_Problem to work on_: Only the line containing "319L683 402L744 404L738" and the lines after it, through the end of the data below, are to be returned, each exactly as it stands.

_The input_:
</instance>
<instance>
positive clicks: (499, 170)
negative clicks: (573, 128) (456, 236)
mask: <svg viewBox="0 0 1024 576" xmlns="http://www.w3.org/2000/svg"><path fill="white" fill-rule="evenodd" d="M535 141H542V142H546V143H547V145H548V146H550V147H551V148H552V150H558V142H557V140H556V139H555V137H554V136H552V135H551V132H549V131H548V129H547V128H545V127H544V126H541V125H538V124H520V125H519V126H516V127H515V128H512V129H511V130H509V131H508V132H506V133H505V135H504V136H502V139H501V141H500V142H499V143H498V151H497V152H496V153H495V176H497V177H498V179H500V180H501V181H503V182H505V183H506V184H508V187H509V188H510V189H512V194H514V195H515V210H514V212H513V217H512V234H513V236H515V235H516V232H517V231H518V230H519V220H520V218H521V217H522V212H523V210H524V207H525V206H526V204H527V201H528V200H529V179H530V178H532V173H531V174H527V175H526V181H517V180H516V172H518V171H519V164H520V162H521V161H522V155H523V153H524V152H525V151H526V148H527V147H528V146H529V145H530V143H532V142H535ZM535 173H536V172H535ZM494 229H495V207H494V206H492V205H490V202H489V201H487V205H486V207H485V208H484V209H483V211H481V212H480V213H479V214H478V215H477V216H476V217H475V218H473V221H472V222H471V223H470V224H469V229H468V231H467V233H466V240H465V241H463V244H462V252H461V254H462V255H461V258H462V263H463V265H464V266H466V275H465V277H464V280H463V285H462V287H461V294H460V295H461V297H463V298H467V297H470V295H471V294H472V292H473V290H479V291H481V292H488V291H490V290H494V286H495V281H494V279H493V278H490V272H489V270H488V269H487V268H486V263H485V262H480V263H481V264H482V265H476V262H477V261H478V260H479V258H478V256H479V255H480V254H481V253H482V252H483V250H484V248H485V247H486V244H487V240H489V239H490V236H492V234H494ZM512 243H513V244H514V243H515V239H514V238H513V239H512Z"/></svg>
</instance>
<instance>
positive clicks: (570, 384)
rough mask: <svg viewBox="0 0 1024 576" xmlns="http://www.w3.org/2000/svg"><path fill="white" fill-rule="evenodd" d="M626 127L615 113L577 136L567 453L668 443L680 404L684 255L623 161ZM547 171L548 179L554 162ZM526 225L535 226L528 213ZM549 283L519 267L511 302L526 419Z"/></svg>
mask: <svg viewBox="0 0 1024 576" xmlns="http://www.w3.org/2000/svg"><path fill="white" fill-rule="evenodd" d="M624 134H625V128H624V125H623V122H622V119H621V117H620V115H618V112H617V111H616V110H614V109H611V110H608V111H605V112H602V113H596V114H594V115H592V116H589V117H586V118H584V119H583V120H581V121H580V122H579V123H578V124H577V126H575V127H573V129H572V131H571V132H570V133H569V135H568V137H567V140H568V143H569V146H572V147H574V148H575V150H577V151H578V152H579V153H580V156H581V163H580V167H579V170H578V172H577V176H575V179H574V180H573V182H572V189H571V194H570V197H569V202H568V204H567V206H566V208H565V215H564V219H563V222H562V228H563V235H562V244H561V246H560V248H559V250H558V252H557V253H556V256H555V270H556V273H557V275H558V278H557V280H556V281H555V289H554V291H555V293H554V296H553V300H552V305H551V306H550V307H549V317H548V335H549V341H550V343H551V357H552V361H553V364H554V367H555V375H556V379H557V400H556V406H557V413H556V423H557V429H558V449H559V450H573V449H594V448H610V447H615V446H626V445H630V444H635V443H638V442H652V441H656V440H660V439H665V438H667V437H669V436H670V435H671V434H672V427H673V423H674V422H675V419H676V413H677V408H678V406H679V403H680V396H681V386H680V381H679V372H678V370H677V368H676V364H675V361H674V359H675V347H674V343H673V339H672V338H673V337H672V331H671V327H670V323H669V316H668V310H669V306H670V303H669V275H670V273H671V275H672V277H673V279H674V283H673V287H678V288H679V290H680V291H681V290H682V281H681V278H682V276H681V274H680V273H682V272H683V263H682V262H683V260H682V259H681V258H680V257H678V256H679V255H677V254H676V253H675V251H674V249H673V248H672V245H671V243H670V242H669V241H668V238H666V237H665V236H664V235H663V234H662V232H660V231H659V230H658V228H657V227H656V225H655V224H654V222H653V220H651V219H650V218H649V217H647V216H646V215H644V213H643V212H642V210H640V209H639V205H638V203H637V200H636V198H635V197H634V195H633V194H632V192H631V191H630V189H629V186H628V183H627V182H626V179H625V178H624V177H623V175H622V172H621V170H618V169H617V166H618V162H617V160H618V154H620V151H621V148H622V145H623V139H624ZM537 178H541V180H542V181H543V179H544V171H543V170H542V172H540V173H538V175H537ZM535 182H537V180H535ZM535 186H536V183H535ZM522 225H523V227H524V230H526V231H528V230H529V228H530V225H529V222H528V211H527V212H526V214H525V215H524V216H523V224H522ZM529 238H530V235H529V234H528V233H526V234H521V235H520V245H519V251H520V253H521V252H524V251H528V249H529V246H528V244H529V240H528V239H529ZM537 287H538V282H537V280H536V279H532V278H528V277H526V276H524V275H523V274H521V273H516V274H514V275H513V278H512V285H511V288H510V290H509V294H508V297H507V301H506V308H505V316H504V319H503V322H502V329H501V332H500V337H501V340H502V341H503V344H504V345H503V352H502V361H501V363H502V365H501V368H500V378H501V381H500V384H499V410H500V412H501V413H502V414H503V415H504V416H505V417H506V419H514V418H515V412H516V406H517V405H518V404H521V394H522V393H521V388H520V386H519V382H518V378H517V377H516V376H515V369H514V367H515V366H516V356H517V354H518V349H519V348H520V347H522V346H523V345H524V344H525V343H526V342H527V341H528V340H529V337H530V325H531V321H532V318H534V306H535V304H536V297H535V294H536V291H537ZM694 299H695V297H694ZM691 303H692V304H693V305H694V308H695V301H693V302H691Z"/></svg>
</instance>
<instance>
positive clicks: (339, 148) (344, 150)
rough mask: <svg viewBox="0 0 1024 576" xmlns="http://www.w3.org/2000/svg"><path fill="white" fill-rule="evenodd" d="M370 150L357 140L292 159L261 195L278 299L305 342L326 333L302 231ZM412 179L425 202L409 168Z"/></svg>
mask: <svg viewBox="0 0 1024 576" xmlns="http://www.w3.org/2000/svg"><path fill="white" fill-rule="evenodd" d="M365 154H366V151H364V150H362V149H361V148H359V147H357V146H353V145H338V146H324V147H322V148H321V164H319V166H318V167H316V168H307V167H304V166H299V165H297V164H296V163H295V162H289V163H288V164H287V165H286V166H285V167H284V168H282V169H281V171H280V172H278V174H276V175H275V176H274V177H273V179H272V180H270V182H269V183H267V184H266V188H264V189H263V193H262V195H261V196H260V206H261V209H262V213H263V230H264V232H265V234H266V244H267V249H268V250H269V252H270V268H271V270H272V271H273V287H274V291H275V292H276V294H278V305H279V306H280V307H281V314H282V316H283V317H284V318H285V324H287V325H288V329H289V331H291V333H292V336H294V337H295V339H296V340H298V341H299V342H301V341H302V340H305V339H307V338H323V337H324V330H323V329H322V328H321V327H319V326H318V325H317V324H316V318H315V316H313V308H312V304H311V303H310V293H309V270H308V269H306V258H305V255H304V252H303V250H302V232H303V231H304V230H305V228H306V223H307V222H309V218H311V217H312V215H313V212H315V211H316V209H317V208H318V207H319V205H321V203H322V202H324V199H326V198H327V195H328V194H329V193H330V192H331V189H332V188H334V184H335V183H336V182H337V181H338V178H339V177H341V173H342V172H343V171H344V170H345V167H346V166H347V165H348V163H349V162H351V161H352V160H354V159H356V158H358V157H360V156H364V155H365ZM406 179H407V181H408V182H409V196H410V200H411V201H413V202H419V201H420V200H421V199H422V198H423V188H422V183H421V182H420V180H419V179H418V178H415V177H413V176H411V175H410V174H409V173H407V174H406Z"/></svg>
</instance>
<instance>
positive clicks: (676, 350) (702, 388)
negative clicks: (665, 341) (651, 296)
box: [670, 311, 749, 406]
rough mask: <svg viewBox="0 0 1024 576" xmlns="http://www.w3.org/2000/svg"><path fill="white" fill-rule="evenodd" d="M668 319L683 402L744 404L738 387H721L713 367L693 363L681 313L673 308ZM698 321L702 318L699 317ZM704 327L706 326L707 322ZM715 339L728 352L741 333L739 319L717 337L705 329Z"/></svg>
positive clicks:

_Answer for this exercise_:
rough mask: <svg viewBox="0 0 1024 576" xmlns="http://www.w3.org/2000/svg"><path fill="white" fill-rule="evenodd" d="M668 319L683 402L744 404L738 387H721L713 367L693 363L681 313L673 308ZM698 321L702 318L699 317ZM704 327L706 326L707 322ZM715 339L728 352L741 333L739 319L717 337L705 329Z"/></svg>
positive clicks:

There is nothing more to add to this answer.